-- TRAVAIL À FAIRE --
1. Répondez aux questions suivantes à partir du texte sur Guerre et Térébenthine.
(a) Dans quelle ville le grand-père a-t-il passé son enfance ?
(b) En quelle langue le livre a-t-il été rédigé ?
(c) En quelle année le petit-fils réalise-t-il que la vie de son grand-père vaut la peine d'être contée ?
2. Recopiez le passage du texte sur Guerre et Térébenthine qui commence par les mots « Quand Stefan Hertmans » et se termine par « récit d’une passion. ».

-- EXTRAIT DU TEXTE --
——

Guerre et Térébenthine (23 février 2017) de Stefan Hertmans

Quand Stefan Hertmans entreprend la lecture des centaines de pages de notes laissées par son grand-père, il comprend que cette vie-là vaut la peine d’être racontée. Une enfance très pauvre à Gand, le rêve de devenir peintre, puis la césure indélébile de la Grande Guerre dans les tranchées de Flandre sont les étapes d’une existence emblématique de tout un siècle. Mais l’histoire d’Urbain Martien ne se réduit pas à ce traumatisme. Panorama puissant du siècle dernier, Guerre et Térébenthine est aussi une poignante saga familiale et le récit d’une passion.

Chronique : Rédigé en flamand, mais depuis traduit dans de nombreuses langues, « Guerre et térébenthine » est l’histoire d’un grand-père, racontée par son petit-fils sur base de récits, de notes, de documents divers retrouvés par cet homme qui réalise, en 2014, combien la vie de son grand-père vaut la peine d’être contée.
Sans jamais le rendre compliqué et impossible à suivre, il y a de multiples portes d’entrée, dans ce livre. On peut l’aborder sous l’angle de la filiation et des transmissions de savoir et savoir-être qui passent de génération en génération L’auteur nous parle d’un grand-père qui, en 1914 n’était qu’un enfant de quelque 17-19 ans, devenu brusquement adulte par sa confrontation à l’engagement au front de la Grande Guerre. Pas du tout inintéressante de réaliser qu’à l’époque, l’adolescence n’avait pas encore été inventée. Prenant et dérangeant de réaliser combien fut brutal l’entrée en âge adulte pour ces mômes envoyés à la boucherie, au nom d’un patriotisme continuellement rappelé par les officiers qui donnaient des ordres… parfois de très loin et sans grands risques pour eux.
Une autre entrée est ce regard sur le mépris avec lequel les officiers francophones donnaient des ordres aux fantassins flamands, les moquant, les humiliants et donnants, par là, une raison valable au flamandisme qui allait se développer jusqu’au radicalisme actuel de certains de nos chantres politiques belges. Nos querelles, bien Belges, entre certains « Flamands et Wallons' » ont des racines trempées dans cet humus humain qui a été enseveli dans les tranchées des plaines flamandes et des eaux croupissantes de l’Yser.

——

-- DONNÉES FOURNIES --
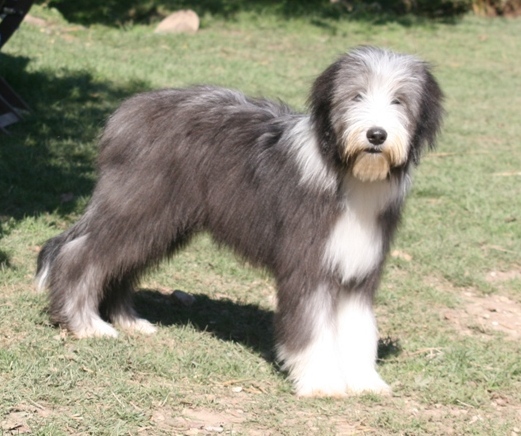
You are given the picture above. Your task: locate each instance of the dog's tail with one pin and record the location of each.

——

-- RÉPONSES ATTENDUES --
1.
(a) À Gand.
(b) En flamand.
(c) En 2014.

2.
Quand Stefan Hertmans entreprend la lecture des centaines de pages de notes laissées par son grand-père, il comprend que cette vie-là vaut la peine d’être racontée. Une enfance très pauvre à Gand, le rêve de devenir peintre, puis la césure indélébile de la Grande Guerre dans les tranchées de Flandre sont les étapes d’une existence emblématique de tout un siècle. Mais l’histoire d’Urbain Martien ne se réduit pas à ce traumatisme. Panorama puissant du siècle dernier, Guerre et Térébenthine est aussi une poignante saga familiale et le récit d’une passion.